──────── Data

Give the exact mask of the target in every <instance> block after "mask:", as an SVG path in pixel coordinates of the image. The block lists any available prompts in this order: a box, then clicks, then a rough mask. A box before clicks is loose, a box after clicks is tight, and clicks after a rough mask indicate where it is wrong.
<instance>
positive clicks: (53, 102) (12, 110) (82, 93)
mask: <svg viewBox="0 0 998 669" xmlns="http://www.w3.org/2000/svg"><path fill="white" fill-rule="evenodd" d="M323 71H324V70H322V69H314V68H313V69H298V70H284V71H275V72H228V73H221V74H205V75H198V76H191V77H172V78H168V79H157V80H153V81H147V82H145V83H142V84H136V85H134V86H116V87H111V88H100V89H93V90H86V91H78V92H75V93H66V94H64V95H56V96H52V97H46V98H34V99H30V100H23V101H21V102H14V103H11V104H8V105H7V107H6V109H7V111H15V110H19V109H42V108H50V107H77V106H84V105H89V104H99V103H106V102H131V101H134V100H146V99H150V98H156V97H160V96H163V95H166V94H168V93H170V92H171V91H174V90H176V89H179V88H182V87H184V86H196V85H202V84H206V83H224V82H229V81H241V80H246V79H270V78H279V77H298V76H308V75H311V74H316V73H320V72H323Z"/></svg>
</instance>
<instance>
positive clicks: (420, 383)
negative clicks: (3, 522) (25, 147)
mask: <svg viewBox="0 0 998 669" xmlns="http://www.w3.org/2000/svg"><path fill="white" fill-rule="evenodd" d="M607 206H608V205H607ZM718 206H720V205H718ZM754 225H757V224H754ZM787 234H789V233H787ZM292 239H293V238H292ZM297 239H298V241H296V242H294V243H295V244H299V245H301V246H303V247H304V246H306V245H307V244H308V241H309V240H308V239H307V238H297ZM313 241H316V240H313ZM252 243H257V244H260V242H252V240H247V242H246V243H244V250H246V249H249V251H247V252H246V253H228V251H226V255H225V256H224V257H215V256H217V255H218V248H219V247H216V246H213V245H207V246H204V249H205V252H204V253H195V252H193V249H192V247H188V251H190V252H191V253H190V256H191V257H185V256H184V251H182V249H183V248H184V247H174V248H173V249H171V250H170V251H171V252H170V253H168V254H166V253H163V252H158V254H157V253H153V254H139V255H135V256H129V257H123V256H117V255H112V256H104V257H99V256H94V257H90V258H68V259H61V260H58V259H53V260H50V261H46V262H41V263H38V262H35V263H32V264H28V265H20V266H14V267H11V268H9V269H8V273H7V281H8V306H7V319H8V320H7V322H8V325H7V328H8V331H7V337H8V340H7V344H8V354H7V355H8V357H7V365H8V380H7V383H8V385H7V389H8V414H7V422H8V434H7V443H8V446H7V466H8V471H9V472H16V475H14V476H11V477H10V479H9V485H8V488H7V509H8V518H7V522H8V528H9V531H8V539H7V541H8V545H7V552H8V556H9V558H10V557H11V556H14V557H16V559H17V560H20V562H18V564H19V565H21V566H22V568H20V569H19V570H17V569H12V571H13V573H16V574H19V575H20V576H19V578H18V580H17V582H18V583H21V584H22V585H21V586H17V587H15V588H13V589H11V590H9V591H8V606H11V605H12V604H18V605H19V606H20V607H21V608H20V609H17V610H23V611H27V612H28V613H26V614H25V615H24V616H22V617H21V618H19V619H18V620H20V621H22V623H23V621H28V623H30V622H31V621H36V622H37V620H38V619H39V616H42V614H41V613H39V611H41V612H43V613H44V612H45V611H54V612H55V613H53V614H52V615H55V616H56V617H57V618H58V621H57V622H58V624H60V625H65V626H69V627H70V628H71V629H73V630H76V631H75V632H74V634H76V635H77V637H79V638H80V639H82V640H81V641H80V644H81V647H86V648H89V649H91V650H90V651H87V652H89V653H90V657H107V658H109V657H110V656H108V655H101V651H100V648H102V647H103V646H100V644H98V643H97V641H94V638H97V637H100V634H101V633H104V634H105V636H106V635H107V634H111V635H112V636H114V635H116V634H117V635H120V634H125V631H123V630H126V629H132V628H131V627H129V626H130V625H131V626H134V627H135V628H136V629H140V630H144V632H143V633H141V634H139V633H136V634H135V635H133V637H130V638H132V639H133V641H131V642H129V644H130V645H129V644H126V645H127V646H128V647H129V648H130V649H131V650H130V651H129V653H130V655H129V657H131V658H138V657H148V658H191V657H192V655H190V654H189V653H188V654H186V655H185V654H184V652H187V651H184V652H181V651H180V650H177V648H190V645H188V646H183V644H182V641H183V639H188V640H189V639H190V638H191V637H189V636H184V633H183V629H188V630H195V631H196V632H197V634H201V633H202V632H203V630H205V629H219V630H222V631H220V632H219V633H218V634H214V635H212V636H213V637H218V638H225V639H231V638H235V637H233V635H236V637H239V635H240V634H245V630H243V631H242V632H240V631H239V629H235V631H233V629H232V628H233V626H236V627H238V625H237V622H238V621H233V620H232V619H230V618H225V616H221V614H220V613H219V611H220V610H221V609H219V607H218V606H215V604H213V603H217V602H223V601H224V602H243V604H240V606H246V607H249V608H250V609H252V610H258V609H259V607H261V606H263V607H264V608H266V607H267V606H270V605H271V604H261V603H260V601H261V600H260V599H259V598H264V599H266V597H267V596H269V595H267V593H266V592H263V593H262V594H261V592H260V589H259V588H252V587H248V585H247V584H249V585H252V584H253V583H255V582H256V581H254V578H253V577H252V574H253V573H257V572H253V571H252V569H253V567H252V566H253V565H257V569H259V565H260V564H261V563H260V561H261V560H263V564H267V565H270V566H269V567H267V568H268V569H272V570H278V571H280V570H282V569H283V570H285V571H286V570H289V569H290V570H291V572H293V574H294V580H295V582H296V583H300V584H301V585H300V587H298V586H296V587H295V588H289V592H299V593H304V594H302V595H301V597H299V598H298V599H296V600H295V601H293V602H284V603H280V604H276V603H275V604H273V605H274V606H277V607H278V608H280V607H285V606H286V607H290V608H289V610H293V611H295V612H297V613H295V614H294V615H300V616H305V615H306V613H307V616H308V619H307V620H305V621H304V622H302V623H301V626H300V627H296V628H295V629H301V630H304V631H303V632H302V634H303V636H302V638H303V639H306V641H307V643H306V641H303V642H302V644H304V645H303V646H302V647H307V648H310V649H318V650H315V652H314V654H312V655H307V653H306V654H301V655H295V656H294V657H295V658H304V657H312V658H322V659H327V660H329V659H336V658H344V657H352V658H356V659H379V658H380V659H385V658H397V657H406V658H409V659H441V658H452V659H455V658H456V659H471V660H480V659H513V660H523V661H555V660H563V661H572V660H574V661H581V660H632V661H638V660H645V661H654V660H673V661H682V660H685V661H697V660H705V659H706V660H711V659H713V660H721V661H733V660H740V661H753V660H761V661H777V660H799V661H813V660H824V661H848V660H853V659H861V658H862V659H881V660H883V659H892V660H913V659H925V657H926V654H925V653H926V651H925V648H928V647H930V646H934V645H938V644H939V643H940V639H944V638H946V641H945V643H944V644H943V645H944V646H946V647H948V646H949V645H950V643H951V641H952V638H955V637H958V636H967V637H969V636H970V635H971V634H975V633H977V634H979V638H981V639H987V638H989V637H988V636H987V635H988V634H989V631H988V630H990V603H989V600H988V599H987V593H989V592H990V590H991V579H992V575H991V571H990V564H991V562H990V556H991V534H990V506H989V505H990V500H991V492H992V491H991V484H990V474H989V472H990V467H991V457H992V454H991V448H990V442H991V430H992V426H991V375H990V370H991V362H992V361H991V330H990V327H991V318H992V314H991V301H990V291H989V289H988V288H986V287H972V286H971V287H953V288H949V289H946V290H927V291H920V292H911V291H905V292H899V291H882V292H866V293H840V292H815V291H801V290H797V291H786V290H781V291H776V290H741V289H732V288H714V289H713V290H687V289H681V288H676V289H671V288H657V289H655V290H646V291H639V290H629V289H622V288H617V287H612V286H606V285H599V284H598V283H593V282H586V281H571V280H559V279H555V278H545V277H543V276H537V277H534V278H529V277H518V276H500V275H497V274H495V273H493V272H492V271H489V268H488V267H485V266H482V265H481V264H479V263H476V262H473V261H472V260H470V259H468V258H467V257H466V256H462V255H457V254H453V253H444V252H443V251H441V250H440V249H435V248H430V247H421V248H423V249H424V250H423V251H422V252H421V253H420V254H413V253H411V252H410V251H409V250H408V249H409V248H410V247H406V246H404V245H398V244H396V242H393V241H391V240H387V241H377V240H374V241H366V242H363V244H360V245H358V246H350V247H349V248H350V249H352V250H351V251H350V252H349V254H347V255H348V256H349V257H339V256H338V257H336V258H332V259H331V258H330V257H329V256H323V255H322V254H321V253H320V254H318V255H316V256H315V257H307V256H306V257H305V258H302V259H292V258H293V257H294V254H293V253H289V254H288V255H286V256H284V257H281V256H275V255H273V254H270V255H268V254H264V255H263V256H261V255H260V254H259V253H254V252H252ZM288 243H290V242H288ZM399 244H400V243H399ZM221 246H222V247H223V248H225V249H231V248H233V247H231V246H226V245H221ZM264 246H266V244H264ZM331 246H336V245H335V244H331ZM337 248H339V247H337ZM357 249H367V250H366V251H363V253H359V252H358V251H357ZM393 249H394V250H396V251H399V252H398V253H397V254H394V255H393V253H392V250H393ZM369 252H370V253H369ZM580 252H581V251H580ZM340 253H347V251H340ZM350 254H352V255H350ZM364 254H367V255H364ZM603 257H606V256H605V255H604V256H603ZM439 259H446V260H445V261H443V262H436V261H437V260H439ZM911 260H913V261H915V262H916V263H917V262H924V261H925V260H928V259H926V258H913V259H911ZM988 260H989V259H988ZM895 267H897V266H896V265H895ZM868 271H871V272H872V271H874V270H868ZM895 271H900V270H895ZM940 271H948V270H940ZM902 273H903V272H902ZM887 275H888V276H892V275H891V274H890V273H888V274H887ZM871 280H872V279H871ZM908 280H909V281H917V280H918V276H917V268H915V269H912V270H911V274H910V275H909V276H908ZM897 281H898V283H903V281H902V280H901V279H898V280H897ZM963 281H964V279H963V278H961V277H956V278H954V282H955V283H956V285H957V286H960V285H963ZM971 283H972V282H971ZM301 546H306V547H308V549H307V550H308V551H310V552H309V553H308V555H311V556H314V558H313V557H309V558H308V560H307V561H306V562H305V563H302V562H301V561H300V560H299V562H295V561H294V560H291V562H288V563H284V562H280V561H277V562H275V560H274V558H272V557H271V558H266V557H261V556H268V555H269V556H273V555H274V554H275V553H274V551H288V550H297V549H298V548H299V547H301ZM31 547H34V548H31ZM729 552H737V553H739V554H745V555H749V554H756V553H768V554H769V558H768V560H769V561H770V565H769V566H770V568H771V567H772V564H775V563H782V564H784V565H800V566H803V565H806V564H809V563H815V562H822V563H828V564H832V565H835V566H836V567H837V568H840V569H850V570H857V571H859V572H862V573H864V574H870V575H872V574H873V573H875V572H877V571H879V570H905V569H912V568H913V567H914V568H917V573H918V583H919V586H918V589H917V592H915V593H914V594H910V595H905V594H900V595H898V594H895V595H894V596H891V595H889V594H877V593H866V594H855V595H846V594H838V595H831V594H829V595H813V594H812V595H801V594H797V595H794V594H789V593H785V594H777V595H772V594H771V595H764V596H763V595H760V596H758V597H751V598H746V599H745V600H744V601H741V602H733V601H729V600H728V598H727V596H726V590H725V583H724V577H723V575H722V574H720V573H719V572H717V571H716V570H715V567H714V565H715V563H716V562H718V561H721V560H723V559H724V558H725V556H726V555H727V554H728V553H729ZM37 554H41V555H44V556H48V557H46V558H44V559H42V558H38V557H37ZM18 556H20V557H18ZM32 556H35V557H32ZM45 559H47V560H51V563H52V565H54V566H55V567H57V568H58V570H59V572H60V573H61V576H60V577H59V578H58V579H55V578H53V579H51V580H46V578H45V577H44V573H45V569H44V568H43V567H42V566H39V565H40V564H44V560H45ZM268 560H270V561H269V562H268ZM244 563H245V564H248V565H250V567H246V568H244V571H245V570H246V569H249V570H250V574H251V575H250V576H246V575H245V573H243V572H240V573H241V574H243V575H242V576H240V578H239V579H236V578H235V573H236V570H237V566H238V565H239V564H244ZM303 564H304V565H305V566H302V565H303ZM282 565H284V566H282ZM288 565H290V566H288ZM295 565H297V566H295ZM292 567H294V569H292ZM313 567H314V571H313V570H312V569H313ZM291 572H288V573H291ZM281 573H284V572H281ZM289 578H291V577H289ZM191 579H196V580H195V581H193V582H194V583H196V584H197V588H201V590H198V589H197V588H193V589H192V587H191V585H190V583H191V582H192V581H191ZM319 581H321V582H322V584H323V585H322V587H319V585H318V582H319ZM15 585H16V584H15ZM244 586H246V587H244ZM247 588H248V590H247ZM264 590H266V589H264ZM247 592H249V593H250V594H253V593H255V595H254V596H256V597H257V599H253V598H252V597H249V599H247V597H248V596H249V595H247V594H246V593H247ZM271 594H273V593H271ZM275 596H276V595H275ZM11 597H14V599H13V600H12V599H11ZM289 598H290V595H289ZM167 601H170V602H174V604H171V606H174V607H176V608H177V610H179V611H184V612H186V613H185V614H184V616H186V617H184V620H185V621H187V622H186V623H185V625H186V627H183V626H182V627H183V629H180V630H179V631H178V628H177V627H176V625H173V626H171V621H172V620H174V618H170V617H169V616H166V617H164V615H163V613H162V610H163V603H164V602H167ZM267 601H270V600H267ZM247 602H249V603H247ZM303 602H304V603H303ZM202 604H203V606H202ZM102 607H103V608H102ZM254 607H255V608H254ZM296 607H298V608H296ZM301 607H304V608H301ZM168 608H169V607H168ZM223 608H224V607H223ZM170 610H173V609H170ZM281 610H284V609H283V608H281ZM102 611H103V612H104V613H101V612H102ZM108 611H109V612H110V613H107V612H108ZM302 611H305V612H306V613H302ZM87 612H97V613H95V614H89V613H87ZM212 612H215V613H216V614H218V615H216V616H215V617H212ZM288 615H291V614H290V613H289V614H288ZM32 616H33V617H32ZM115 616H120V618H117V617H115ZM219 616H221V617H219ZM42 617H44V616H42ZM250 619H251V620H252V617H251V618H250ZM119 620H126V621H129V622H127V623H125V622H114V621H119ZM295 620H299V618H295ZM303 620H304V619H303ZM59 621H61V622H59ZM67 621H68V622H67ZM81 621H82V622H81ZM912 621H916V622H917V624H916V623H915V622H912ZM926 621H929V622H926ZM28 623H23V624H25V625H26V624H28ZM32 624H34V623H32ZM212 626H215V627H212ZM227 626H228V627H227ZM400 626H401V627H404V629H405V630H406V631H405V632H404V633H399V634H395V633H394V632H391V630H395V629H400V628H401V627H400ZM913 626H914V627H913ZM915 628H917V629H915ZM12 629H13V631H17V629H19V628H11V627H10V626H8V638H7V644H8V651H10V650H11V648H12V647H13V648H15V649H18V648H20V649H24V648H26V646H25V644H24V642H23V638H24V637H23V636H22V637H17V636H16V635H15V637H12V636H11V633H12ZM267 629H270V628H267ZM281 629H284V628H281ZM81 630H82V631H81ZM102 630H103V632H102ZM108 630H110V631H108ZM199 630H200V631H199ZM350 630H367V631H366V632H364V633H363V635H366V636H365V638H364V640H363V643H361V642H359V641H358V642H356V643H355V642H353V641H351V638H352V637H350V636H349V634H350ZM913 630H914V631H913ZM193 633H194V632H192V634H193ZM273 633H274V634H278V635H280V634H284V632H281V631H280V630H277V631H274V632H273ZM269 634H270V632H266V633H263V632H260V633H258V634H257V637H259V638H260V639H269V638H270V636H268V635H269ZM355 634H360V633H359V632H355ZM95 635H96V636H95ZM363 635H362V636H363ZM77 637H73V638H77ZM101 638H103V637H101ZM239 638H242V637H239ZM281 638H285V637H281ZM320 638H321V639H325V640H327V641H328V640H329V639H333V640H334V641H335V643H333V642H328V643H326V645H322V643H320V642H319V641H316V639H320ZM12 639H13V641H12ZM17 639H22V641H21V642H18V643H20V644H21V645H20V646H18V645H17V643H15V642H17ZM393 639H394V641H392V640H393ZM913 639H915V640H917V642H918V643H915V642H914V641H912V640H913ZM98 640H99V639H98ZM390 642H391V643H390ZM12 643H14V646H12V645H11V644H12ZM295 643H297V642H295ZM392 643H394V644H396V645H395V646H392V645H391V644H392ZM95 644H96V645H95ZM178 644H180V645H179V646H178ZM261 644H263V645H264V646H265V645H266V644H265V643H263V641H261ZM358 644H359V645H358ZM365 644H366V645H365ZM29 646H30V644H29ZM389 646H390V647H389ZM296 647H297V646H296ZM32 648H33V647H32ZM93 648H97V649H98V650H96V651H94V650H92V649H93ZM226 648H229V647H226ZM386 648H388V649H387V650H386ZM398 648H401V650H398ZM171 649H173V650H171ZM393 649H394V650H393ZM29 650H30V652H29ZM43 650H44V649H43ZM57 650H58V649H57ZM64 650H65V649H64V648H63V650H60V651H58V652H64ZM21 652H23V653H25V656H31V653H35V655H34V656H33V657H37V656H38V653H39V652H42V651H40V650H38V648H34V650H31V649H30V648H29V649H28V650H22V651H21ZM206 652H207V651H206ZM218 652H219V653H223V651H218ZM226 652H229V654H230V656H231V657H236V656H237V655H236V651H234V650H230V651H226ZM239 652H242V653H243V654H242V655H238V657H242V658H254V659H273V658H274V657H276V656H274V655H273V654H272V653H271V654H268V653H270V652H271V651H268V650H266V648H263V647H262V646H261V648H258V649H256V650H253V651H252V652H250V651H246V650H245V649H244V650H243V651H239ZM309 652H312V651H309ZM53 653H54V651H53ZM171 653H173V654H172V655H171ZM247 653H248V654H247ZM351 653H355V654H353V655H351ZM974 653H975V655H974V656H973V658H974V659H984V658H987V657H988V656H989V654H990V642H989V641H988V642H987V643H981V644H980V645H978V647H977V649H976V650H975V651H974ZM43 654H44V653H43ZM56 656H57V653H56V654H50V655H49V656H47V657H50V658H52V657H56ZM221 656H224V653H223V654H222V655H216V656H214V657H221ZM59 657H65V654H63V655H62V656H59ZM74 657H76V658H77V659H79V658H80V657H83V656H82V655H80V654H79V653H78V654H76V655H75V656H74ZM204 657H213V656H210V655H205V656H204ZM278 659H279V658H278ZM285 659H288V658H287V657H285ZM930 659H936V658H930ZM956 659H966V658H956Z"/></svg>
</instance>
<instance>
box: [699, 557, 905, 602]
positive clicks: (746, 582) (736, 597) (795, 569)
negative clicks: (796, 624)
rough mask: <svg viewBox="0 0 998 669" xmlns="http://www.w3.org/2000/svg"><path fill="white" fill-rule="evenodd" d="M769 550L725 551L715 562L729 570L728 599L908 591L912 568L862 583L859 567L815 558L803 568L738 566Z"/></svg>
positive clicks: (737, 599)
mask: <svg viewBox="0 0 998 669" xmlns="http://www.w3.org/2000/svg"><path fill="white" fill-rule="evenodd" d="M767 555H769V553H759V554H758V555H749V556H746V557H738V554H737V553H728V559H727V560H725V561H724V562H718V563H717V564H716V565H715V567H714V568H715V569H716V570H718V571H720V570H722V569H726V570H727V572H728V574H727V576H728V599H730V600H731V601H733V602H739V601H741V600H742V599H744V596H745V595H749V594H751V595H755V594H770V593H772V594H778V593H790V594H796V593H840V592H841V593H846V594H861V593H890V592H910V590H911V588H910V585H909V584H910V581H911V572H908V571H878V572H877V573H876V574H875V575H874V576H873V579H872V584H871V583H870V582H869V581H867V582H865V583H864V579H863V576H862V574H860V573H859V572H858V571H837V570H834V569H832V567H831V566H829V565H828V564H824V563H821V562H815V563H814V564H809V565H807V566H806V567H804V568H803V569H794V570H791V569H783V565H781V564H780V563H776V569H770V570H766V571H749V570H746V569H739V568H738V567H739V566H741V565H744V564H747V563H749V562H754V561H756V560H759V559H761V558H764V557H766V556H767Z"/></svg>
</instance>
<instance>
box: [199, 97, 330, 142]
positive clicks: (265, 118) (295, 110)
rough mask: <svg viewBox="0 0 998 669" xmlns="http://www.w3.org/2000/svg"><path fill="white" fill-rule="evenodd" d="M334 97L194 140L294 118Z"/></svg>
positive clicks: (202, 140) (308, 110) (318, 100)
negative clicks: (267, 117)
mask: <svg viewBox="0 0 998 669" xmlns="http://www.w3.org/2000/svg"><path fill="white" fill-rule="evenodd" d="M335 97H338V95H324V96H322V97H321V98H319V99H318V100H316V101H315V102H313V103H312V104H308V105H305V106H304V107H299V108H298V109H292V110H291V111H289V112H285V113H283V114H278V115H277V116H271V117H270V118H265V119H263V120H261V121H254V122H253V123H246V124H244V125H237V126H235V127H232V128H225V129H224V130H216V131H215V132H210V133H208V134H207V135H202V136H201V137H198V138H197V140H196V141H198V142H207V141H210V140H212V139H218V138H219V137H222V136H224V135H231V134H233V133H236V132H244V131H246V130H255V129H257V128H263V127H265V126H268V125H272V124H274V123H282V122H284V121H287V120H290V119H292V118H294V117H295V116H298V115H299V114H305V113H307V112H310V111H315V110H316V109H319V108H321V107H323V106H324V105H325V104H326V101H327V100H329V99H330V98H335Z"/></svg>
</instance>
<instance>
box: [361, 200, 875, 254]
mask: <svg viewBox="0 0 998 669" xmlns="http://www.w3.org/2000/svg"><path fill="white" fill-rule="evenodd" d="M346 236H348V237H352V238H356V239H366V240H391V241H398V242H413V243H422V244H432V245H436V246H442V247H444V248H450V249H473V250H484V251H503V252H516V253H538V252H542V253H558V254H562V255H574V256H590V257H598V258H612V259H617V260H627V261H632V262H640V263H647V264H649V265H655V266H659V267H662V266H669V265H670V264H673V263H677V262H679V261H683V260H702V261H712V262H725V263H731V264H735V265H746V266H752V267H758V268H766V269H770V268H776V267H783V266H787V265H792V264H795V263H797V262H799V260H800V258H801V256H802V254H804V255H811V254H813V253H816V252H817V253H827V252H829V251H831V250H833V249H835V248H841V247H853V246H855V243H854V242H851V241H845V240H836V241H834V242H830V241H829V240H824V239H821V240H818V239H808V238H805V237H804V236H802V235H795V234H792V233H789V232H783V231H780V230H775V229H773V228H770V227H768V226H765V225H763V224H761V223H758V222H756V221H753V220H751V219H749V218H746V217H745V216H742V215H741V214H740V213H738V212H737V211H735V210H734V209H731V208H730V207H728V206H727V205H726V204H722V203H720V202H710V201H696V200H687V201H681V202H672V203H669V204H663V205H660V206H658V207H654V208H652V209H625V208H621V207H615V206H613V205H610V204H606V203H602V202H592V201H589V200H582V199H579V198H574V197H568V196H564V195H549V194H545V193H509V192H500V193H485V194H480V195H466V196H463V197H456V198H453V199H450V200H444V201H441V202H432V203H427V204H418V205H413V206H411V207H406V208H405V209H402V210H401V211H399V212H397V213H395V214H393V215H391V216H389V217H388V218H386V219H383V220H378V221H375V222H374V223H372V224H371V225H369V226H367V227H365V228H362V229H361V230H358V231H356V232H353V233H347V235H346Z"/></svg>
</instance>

────────────────

• _Task details_:
Starting at the beginning of the rows and ending at the line containing "positive clicks: (53, 102) (12, 110) (82, 93)", swap every "rough mask" for "coarse mask" and leave all else unchanged.

• _Written answer_:
Give the exact mask of the target in every <instance> block after "mask:", as an SVG path in pixel coordinates of the image. The block lists any available prompts in this order: a box, then clicks, then a coarse mask. A box before clicks is loose, a box after clicks is tight, and clicks after a coarse mask indicate where it is wrong.
<instance>
positive clicks: (53, 102) (12, 110) (82, 93)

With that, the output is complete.